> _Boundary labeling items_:
────
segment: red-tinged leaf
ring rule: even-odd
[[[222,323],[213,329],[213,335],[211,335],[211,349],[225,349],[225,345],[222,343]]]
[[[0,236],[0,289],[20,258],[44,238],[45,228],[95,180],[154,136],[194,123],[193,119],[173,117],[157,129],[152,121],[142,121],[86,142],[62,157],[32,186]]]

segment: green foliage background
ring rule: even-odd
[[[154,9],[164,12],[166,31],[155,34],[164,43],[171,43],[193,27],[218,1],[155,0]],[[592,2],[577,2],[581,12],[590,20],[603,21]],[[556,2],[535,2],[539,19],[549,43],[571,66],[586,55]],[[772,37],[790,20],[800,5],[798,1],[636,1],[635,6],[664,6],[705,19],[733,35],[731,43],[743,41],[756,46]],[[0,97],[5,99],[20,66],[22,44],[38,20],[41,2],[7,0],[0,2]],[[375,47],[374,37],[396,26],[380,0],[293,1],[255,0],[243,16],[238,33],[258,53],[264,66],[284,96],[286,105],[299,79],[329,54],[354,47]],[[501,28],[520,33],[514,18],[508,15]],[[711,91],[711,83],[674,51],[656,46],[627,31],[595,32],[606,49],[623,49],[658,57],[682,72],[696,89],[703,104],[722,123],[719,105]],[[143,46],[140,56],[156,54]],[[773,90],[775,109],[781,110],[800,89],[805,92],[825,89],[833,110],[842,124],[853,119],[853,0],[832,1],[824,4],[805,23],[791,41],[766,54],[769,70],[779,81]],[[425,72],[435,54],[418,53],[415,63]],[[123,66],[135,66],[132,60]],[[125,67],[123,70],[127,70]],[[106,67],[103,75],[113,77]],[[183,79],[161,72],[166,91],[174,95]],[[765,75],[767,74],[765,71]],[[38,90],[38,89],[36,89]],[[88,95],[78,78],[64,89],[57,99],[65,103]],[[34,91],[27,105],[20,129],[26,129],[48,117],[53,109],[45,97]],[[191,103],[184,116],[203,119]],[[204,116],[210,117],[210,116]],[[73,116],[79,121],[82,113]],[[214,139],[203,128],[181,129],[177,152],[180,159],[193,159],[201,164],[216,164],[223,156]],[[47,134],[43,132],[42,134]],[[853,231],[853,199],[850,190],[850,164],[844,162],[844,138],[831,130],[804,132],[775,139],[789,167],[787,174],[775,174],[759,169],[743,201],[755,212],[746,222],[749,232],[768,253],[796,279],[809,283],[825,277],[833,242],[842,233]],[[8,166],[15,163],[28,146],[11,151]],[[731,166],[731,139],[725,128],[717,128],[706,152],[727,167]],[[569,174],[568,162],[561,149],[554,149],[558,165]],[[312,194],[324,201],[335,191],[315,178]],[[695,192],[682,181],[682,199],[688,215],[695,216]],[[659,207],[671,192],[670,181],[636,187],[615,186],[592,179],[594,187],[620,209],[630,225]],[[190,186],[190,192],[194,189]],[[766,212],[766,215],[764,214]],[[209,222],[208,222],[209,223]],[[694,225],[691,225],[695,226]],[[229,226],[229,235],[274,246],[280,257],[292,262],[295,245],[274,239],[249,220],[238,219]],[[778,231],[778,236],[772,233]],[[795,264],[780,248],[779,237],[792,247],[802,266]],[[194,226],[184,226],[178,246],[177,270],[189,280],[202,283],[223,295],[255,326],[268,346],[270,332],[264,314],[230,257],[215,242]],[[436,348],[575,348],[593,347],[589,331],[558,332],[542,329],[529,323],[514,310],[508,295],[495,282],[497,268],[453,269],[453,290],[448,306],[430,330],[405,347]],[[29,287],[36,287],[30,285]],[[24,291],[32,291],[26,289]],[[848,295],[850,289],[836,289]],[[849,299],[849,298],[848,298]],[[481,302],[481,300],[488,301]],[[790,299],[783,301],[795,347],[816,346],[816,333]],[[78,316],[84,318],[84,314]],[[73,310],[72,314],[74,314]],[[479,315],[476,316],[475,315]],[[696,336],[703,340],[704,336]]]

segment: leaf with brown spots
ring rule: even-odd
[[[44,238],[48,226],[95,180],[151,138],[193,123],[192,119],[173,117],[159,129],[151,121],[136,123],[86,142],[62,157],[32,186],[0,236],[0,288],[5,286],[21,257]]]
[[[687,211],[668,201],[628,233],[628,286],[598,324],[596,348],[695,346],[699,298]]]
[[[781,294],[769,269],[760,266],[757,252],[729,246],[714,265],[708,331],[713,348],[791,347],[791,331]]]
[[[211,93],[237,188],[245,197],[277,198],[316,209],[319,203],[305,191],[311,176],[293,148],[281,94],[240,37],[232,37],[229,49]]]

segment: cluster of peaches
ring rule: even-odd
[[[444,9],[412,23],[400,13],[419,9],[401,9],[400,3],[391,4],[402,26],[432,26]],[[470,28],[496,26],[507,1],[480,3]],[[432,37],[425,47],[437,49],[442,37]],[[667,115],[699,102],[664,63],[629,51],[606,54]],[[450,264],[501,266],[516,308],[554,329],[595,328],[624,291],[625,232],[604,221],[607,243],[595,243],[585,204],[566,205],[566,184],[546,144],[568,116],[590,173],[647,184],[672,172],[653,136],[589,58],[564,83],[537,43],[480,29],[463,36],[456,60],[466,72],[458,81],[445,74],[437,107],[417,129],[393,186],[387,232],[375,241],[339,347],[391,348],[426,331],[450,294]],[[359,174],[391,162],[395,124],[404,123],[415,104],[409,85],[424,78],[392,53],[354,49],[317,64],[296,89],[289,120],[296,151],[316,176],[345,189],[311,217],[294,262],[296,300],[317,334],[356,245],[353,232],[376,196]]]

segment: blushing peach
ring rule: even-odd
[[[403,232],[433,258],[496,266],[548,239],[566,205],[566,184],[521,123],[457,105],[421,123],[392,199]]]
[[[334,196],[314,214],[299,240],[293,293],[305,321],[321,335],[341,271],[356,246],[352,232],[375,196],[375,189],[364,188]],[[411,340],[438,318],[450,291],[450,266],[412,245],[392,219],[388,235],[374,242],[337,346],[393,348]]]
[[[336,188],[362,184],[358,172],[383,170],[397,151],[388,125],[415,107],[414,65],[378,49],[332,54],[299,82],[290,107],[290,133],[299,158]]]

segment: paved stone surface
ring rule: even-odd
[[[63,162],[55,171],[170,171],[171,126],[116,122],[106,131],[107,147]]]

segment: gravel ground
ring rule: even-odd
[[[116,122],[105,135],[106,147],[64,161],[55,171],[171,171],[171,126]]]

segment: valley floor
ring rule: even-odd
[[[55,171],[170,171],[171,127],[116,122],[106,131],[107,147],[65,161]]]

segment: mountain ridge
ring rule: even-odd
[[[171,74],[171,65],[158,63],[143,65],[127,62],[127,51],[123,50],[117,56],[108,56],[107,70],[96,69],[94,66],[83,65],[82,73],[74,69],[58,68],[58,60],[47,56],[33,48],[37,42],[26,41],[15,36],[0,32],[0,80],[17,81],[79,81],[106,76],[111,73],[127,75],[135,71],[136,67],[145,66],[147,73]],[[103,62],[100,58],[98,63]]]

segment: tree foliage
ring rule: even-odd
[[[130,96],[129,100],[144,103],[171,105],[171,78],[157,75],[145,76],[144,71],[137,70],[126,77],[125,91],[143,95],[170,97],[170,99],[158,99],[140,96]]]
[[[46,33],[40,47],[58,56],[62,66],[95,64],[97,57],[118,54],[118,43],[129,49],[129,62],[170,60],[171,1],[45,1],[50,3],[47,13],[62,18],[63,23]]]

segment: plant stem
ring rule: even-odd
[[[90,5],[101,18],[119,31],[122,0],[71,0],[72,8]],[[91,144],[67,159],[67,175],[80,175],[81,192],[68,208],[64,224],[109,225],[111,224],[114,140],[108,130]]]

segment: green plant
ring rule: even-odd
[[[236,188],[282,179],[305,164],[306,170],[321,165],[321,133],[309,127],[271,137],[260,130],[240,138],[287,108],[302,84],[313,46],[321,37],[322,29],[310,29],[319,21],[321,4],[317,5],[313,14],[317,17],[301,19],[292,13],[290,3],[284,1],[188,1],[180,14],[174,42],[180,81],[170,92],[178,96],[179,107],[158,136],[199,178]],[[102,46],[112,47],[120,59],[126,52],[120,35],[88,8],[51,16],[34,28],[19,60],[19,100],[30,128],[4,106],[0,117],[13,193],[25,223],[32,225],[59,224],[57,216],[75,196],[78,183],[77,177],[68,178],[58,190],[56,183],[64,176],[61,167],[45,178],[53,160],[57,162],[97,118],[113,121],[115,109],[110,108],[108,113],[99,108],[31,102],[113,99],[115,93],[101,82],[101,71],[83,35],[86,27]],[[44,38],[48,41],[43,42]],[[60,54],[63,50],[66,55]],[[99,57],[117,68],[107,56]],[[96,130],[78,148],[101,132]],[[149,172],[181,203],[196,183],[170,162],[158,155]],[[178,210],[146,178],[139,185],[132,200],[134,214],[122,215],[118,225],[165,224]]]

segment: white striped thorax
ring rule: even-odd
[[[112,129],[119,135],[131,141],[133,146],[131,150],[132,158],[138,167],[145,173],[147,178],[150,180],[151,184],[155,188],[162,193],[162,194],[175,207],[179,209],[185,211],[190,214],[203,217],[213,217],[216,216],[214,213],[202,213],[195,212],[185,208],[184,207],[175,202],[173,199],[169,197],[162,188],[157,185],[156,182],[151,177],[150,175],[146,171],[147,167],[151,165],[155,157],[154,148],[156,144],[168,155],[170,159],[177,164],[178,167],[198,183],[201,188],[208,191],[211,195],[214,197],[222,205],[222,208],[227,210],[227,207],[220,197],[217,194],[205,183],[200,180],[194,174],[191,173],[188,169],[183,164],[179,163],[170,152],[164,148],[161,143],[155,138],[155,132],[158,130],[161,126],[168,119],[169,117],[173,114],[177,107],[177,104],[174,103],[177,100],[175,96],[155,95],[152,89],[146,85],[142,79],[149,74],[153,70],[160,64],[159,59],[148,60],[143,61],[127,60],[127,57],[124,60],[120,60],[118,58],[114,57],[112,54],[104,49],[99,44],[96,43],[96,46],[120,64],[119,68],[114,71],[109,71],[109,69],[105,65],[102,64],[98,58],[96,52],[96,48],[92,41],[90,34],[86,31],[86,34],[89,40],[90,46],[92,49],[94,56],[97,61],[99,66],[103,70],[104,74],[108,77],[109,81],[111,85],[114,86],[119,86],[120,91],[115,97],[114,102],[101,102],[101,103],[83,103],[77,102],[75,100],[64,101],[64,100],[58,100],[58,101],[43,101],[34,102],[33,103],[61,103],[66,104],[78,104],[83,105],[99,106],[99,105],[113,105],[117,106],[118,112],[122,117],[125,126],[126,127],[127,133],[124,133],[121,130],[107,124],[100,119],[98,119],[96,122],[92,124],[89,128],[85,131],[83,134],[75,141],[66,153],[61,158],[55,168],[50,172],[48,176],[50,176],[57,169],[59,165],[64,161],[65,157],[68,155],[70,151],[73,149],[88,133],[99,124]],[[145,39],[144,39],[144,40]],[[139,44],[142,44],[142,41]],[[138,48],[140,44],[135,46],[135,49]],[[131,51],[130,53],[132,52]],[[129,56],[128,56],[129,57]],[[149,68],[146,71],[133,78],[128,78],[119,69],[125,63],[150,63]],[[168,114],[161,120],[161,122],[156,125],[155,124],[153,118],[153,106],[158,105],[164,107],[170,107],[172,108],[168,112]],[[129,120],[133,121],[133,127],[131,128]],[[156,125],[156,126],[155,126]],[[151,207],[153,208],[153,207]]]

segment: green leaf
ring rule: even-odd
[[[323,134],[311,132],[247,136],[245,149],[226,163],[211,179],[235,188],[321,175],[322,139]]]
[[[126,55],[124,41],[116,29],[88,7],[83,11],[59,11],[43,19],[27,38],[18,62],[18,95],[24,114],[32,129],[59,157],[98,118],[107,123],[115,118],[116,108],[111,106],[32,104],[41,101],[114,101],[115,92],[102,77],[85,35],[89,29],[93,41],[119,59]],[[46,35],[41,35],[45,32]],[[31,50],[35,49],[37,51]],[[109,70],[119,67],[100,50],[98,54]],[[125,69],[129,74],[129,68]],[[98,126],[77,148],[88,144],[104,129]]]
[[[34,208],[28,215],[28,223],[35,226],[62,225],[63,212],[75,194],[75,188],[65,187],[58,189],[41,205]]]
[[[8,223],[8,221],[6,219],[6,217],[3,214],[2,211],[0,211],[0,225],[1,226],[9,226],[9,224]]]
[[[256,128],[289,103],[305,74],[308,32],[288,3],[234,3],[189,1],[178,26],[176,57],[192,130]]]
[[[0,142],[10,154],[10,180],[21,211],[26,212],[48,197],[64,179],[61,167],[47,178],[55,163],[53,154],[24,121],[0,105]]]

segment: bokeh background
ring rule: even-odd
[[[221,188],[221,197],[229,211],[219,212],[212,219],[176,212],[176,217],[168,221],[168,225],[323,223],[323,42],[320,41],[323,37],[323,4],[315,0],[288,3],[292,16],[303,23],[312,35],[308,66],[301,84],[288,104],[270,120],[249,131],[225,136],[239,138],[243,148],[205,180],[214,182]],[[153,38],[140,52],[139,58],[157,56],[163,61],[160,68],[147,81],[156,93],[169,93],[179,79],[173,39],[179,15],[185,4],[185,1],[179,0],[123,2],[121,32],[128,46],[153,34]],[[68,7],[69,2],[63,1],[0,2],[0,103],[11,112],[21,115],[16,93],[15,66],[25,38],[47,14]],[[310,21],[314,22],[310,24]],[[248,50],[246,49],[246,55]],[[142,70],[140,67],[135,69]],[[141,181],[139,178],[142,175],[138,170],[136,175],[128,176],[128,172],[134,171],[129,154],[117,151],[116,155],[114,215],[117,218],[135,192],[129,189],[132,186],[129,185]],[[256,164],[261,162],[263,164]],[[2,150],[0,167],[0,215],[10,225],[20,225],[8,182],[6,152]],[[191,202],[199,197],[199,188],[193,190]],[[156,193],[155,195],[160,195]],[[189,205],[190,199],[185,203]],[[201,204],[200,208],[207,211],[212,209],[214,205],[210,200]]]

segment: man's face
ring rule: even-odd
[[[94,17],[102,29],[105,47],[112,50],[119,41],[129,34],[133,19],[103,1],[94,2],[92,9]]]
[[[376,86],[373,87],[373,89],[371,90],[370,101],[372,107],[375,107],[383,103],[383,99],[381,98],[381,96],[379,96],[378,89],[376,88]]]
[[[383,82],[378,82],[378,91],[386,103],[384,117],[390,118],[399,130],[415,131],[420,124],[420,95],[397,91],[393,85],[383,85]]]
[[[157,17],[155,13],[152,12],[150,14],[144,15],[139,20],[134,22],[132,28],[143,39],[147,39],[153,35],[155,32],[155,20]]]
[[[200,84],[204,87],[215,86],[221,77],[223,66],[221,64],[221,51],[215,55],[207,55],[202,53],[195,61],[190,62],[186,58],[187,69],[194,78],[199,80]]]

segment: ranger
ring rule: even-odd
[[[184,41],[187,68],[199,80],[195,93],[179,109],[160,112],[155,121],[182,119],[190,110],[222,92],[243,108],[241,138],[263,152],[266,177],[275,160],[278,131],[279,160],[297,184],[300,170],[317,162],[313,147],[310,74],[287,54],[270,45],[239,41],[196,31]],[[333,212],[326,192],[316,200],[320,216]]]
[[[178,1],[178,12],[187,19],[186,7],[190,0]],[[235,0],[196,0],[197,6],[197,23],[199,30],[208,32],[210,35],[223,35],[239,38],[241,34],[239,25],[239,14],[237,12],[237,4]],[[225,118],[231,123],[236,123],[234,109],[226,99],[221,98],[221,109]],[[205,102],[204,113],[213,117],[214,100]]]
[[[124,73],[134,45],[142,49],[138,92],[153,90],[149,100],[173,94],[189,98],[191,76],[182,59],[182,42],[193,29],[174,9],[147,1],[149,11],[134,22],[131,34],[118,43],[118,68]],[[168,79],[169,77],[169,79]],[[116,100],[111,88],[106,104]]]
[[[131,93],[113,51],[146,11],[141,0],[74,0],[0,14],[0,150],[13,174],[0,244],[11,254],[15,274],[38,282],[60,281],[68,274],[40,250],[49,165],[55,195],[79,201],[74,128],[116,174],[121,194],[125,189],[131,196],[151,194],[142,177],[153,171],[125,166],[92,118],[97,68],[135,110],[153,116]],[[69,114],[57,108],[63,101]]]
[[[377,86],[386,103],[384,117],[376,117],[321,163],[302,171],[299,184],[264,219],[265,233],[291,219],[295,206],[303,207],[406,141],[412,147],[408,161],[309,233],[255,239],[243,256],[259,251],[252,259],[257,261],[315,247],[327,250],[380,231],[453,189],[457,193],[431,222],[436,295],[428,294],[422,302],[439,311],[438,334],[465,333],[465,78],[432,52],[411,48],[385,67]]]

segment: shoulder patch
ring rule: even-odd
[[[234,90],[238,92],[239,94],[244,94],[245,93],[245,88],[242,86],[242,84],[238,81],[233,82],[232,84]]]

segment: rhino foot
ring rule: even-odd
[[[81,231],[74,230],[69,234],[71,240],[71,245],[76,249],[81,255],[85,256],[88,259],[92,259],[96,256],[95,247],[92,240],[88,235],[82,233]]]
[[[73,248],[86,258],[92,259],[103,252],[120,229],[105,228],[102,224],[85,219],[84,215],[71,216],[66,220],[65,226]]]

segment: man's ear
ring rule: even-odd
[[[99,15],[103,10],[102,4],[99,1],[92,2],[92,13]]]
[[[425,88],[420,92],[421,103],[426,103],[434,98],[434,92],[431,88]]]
────
> _Stated task_:
Gather every line in the items above that contains the word "foliage", and copy each of those lines in full.

> _Result_:
segment: green foliage background
segment: tree foliage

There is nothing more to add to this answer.